◆ Task description: From the provided passage, return the text starting with "Anna Paris, Operations" and going on through "the best teams.", copied verbatim.

◆ Provided passage:
- - - -

In 2014 she launched We Are Elderberry, designing alternative futures for ageing, longevity and a multigenerational society.

Unlocking the potential of the elderly

In 2014 Inge spoke at TEDxSouthBank  about the value of wisdom, the opportunity to rethink our notion of retirement, and the need for alternatives that give older people opportunities to participate in meaningful work. 

Human Centred Design Workshop #1:  "Yes, and..."

On Monday night Team Emergent met for our first face-to-face workshop. The majority of us had already met at the Design Thinking & Business Innovation meet-up the week before so there was a bit of buzz of excitement in the air. Joining us were two new members so we spent some time reintroducing ourselves and discussing logistics. We have a really diverse team and I'm super excited about working with people I don't usually come across, that have really different career paths. I'm keen to  find out what they do, what they love about their work and why, like myself, hey are really keen on pursuing human centred design. While it's clear we all have very different personalities, everyone is lovely and  I suspect we're going to get on really well.

Our Team
 

Aarti Nagpal,  Business Analyst at Victorian Police:
Aarti works for the Victoria Police as a Business Analyst. She had previously done one of IDEOs courses on her own, but without the benefit of a team. She was really excited about he HCD courses strong focus on team work and so she was incredibly enthusiastic from the get go. 

Anna Paris, Operations Manager at Sacred Heart Mission:
Anna is the Operatoins Manager at Sacred Heart Mission. She is the only one on the team with a Social Impact background and I suspect human centred design will come naturally to her.

Kate Edwards–Davis, Product Manager at QSR International:
Kate is a Product Manager with a really interesting career path. Before working at QSR she was a business analyst... but her undergraduate degree was in philosophy! I think she was also (is?) a classical musician. Kate didn't attend the DTBI meet-up but I know both Aarti and I were keen on having her on our team. We invited her quick smart. I suspect all of us feel that diverse teams make the best teams.

Vince Lieu, Product Owner & Business Analyst at QSR International:
Vince also works at QSR International but I think it was coincidence that they both ended up joining our team. I really like Vince. He is younger than us,  but he's already jumped on the crazy ideas and I love that. It's also nice to have people who already know each other.

Jon Searle, Data Engineer at nbn Australia:
Jon is a Data Engineer at nbn Australia. He didn't attend the DTBI meet-up but contacted me in advance to suggest we form a team. Since we have similar data interests (perhaps?) I was keen to have him jump on board.

Tony Puah, Principal Consultant at ASG Group:
Tony is Consultant at ASG Group (formerly SMS Management & Technology). He has a long career in service design and I suspect we will learn a lot from him. Tony very kindly offered to host our weekly meetings at ASG.

- - - -

◆ Stored data:
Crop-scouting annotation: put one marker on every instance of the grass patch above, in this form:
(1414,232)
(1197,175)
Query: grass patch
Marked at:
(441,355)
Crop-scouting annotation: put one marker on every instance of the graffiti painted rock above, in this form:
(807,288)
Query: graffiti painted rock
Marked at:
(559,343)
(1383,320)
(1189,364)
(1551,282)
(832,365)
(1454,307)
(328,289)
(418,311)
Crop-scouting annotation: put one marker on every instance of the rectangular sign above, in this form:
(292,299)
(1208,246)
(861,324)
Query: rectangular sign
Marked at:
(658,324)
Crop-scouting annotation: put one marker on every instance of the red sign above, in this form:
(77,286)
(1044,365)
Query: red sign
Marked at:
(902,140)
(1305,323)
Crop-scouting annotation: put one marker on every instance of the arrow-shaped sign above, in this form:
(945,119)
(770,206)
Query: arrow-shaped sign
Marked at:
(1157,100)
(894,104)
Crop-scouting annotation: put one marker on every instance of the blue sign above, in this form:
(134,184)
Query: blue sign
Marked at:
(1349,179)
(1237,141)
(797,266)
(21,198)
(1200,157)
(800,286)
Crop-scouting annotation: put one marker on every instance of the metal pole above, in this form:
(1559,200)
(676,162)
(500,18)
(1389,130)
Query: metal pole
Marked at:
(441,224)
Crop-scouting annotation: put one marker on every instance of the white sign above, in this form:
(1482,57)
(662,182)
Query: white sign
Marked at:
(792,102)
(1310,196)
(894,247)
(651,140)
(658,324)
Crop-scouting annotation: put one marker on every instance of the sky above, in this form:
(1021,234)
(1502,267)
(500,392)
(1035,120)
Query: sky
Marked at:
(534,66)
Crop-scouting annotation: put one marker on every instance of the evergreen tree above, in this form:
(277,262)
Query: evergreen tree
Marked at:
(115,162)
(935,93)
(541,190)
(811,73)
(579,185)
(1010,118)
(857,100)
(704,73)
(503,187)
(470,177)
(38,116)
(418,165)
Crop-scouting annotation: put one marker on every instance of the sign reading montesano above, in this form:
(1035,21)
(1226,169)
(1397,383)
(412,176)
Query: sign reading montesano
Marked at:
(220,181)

- - - -

◆ Result of this task:
Anna Paris, Operations Manager at Sacred Heart Mission:
Anna is the Operatoins Manager at Sacred Heart Mission. She is the only one on the team with a Social Impact background and I suspect human centred design will come naturally to her.

Kate Edwards–Davis, Product Manager at QSR International:
Kate is a Product Manager with a really interesting career path. Before working at QSR she was a business analyst... but her undergraduate degree was in philosophy! I think she was also (is?) a classical musician. Kate didn't attend the DTBI meet-up but I know both Aarti and I were keen on having her on our team. We invited her quick smart. I suspect all of us feel that diverse teams make the best teams.